-- Begin SELECTED PASSAGE --
NEW YORK – The resignations came hard and fast, with some describing it as a “bloodletting” or “Valentine’s Day Massacre.”
Last Monday, Deputy Attorney General of the United States, Emil Bove, ordered that all charges against Adams be dismissed “without prejudice,” leaving a loophole for their resuscitation if Adams did not live up to his end of the bargain to act as Trump’s policy enforcer in New York. Mayor Adams himself released a video statement later that day saying that “we can put this cruel episode behind us.”
Yet, days later, no one working in the Southern District of New York or at the Department of Justice’s Public Integrity Unit was willing to actually follow Bove’s memo and move to dismiss the charges.
By Friday, the U.S. Attorney for the Southern District of New York (SDNY), Danielle Sassoon, her Assistant Attorney, Hagan Scotten, and five other Justice Department officials all turned in their resignations rather than follow the diktats of the new U.S. Attorney General Pam Bondi and move to dismiss corruption charges against New York City Mayor Eric Adams.
“Rather than be rewarded, Adams’s advocacy should be called out for what it is: an improper offer of immigration enforcement assistance in exchange for a dismissal of his case,” Sassoon wrote in her resignation letter. “Moreover, dismissing the case will amplify, rather than abate, concerns about weaponization of the Department.”
Scotten’s resignation letter was shorter, but no less scathing in its moral indictment. “I can even understand how [Trump,] whose background is in business and politics might see the contemplated dismissal-with-leverage as a good, if distasteful, deal,” the twice-awarded Bronze Star Army veteran wrote. “But any assistant U.S. attorney would know that our laws and traditions do not allow using the prosecutorial power to influence other citizens, much less elected officials, in this way.”
“If no lawyer within earshot of the President is willing to give him that advice, then I expect you will eventually find someone who is enough of a fool, or enough of a coward, to file your motion. But it was never going to be me.”
Neither Sassoon nor Scotten are the Trump administration’s ideal to object to dismissing the charges against Adams. Both are registered Republican. Sassoon, a member of the ultra-right Federalist Society and former clerk for ultra-right Supreme Court Justice Antonin Scalia, was herself appointed by Trump just last month. Scotten, who commanded Army troops across three tours in Iraq, clerked for both future Supreme Court Justice Brett Kavanaugh and Supreme Court Chief Justice John Roberts.
Their strongly worded resignations cast an even more sickly pall on the Department of Justice’s decision to dismiss charges against Eric Adams in exchange for his abetting Trump’s policies in the most diverse and populous city in the United States. In his reply to Sassoon’s resignation letter, Bove promised that all those who defied his orders would be subject to investigation themselves.
-- End SELECTED PASSAGE --
**EXERCISE GOAL:**
Name every Supreme Court justice mentioned in the news report on the resignations over the Adams case. The listing that comes next is separate material and has no connection to the news report.
-- Begin DATA SHOWN --
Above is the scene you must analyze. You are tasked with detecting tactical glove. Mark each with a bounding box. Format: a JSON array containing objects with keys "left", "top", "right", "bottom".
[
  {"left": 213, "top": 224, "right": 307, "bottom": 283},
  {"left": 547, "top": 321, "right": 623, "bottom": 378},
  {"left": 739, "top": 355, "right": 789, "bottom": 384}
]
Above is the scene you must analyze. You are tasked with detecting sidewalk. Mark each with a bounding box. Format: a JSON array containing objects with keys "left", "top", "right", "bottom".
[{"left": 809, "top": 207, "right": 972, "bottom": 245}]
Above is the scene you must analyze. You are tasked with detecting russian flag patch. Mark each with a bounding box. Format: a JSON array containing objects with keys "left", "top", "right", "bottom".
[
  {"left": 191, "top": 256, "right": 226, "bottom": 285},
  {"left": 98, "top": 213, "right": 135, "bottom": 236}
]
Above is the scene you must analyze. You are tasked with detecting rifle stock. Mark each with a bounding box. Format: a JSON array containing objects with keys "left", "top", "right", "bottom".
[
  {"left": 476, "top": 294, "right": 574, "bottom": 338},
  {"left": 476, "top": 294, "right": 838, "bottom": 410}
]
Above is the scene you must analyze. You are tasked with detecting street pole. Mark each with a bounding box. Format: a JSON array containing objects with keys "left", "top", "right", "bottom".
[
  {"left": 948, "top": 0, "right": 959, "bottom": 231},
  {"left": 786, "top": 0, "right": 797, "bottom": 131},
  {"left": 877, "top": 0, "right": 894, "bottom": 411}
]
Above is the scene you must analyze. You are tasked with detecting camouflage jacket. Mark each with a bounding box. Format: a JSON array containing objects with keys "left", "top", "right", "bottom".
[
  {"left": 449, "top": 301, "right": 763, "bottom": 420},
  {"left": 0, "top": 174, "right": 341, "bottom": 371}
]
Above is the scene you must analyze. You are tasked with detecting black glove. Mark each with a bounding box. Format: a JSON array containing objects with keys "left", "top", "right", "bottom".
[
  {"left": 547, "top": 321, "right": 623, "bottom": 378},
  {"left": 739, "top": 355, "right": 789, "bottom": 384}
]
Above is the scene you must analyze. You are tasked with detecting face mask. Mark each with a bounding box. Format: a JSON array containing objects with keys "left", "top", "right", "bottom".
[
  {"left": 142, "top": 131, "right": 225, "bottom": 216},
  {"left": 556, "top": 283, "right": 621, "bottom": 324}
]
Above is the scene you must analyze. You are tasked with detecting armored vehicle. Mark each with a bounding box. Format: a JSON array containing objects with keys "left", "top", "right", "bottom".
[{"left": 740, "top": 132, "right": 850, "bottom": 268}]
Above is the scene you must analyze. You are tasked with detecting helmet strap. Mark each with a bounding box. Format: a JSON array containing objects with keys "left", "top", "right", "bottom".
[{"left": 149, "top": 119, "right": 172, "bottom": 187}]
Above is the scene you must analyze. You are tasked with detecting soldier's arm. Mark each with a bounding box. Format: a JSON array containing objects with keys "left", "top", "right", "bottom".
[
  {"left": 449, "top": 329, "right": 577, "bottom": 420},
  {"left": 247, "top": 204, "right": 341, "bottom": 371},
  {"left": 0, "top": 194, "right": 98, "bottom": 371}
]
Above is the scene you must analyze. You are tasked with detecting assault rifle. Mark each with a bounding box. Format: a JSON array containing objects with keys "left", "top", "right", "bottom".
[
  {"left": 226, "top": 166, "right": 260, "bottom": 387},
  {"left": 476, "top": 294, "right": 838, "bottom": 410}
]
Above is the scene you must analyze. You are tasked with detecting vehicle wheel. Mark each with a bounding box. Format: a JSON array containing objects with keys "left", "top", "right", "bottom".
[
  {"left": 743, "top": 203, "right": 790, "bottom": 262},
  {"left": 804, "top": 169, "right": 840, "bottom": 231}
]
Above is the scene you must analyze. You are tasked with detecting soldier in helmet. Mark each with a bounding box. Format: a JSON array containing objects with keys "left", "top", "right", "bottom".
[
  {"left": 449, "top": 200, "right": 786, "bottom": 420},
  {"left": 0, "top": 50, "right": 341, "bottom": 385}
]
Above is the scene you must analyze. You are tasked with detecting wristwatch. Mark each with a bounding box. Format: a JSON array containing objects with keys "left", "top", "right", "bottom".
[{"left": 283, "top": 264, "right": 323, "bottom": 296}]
-- End DATA SHOWN --
**TASK SOLUTION:**
Antonin Scalia, Brett Kavanaugh, John Roberts